═══ LISTED ENTRIES

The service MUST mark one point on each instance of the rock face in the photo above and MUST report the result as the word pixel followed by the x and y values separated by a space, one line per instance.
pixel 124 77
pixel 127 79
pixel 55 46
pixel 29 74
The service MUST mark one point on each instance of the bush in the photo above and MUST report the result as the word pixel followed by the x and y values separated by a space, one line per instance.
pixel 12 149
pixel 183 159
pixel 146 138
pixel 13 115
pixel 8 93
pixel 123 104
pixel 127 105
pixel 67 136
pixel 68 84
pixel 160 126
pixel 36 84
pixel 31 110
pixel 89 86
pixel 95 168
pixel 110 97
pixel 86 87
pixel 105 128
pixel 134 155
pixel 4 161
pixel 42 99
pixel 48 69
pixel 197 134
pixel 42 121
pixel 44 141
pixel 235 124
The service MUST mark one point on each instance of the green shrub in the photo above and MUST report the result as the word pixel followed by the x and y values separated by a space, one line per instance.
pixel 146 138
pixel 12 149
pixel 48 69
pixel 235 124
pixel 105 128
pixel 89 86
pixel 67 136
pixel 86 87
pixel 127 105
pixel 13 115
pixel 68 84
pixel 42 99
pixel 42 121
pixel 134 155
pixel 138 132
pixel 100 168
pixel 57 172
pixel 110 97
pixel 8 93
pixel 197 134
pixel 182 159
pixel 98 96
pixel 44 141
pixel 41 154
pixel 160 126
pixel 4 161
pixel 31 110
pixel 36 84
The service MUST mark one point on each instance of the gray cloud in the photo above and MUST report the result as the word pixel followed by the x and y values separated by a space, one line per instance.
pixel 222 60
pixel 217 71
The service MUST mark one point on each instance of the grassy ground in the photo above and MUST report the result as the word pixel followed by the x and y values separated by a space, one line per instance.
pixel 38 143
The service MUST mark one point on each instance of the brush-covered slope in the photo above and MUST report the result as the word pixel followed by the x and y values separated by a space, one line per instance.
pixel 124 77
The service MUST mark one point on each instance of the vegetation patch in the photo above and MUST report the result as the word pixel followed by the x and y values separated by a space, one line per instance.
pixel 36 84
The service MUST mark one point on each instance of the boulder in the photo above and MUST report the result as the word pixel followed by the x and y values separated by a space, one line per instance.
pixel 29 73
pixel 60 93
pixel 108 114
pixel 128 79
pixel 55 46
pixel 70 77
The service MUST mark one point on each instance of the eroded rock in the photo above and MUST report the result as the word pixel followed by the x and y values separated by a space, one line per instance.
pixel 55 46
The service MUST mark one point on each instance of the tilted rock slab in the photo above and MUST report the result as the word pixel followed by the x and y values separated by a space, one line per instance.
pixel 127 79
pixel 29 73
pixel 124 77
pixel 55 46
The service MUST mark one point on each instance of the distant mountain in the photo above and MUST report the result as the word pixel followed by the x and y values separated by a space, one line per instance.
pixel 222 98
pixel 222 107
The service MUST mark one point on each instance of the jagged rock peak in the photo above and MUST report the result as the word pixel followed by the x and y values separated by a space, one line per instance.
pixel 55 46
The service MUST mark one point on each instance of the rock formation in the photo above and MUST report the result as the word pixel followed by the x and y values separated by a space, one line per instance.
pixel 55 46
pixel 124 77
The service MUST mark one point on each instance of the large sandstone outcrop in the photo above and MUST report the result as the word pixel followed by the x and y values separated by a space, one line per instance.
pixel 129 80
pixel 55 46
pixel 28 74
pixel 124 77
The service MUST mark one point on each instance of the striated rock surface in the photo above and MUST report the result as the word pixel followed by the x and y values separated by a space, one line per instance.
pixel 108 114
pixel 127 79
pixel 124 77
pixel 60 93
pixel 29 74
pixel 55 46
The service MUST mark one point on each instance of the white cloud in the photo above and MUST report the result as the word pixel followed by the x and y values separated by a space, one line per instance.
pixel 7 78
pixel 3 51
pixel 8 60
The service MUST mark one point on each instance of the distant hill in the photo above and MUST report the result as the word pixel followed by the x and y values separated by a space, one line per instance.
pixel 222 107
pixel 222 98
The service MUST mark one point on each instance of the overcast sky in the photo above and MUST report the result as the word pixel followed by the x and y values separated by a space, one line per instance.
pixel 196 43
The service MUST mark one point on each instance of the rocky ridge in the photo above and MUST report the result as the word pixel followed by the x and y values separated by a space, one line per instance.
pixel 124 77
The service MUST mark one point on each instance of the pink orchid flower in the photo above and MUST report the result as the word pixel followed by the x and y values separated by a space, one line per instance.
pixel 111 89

══════

> WHAT THE TASK REQUIRES:
Print each entry above again, exactly as it was given.

> ANSWER TO THIS EXERCISE:
The service MUST mark one point on each instance of the rock face in the photo above and MUST report the result as the word pixel followed by the x and y values separated by a space, one line per instance.
pixel 124 77
pixel 127 79
pixel 55 46
pixel 29 74
The service MUST mark one point on each instance of the bush in the photo above and MUST report the result as the word pixel followed by the x and y values separated by a space, one line per instance.
pixel 12 149
pixel 183 159
pixel 146 138
pixel 13 115
pixel 8 93
pixel 123 104
pixel 127 105
pixel 67 136
pixel 68 84
pixel 160 126
pixel 36 84
pixel 31 110
pixel 89 86
pixel 95 168
pixel 110 97
pixel 86 87
pixel 105 128
pixel 134 155
pixel 4 161
pixel 42 99
pixel 48 69
pixel 197 134
pixel 42 121
pixel 44 141
pixel 235 124
The service MUST mark one point on each instance of the green shrub in the photo above and MUST report the result as the word pixel followed by the x and y values separated by a space, one line per instance.
pixel 146 138
pixel 12 149
pixel 48 69
pixel 235 124
pixel 105 128
pixel 89 86
pixel 67 136
pixel 86 87
pixel 127 105
pixel 13 115
pixel 68 84
pixel 42 99
pixel 42 121
pixel 134 155
pixel 138 132
pixel 100 168
pixel 57 172
pixel 110 97
pixel 8 93
pixel 197 134
pixel 182 159
pixel 98 96
pixel 44 141
pixel 41 154
pixel 160 126
pixel 4 161
pixel 31 110
pixel 36 84
The service MUST mark one point on each instance of the gray cloud in the photo above and MUST report the result as the word pixel followed by the x and y values separated by a space, one line per instance.
pixel 222 60
pixel 217 71
The service MUST mark one point on each instance of the grassy ground in the photo above and MUST report the result as the word pixel followed by the x and y values separated by a space, one line per instance.
pixel 38 143
The service MUST mark one point on each instance of the brush-covered slope in the photo above and MUST report the result as the word pixel followed by the x and y values separated by a space, one line per instance.
pixel 124 77
The service MUST mark one point on each instance of the vegetation patch in the photo above and MUST report the result as the word pixel followed by the x and y values separated by a space, one line per instance.
pixel 36 84
The service MUST mark one point on each instance of the boulder in the photo above and MUST report the result as the word pixel followed by the x and y values separated by a space, one line per instance.
pixel 29 73
pixel 60 93
pixel 108 114
pixel 128 79
pixel 55 46
pixel 70 77
The service MUST mark one point on each instance of the eroded rock in the photo above and MUST report the result as the word pixel followed by the x and y values separated by a space, one line per instance.
pixel 55 46
The service MUST mark one point on each instance of the tilted rock slab in the photo above and MUST report the result as the word pixel followed by the x and y values separated by a space, one line per instance.
pixel 127 79
pixel 29 73
pixel 124 77
pixel 55 46
The service MUST mark one point on each instance of the distant mountain in the photo above and MUST report the result as the word pixel followed by the x and y values separated by a space, one line per instance.
pixel 222 98
pixel 222 107
The service MUST mark one point on each instance of the jagged rock peak in the photo above and MUST report the result as the word pixel followed by the x and y values separated by a space, one line per instance.
pixel 55 46
The service MUST mark one point on each instance of the rock formation in the photo above and MUST report the result as the word pixel followed by the x and y values separated by a space, one line per instance.
pixel 55 46
pixel 124 77
The service MUST mark one point on each instance of the large sandstone outcrop in the photo above and MUST report the result as the word pixel followed by the x and y values separated by a space, one line per instance.
pixel 129 80
pixel 55 46
pixel 28 74
pixel 124 77
The service MUST mark one point on each instance of the striated rock surface in the photo above and MUST report the result as the word pixel followed by the x and y values separated by a space, one line per instance.
pixel 108 114
pixel 127 79
pixel 124 77
pixel 60 93
pixel 29 74
pixel 55 46
The service MUST mark one point on each instance of the white cloud in the photo above and MUST report the result as the word pixel followed by the x and y values separated by a space, one line per instance.
pixel 7 78
pixel 3 51
pixel 8 60
The service MUST mark one point on each instance of the distant hill in the photo above and MUST report the result as the word pixel followed by the x and y values separated by a space, one line per instance.
pixel 222 107
pixel 222 98
The service MUST mark one point on each instance of the overcast sky in the photo above and MUST report the result as the word pixel followed by the x and y values separated by a space, one line per instance.
pixel 196 43
The service MUST mark one point on each instance of the rocky ridge in the photo above and MUST report the result as the word pixel followed by the x and y values separated by a space, one line per instance.
pixel 124 77
The service MUST mark one point on each instance of the pink orchid flower in the photo above and MUST report the result as the word pixel followed by the x and y values separated by a space, one line per instance.
pixel 111 89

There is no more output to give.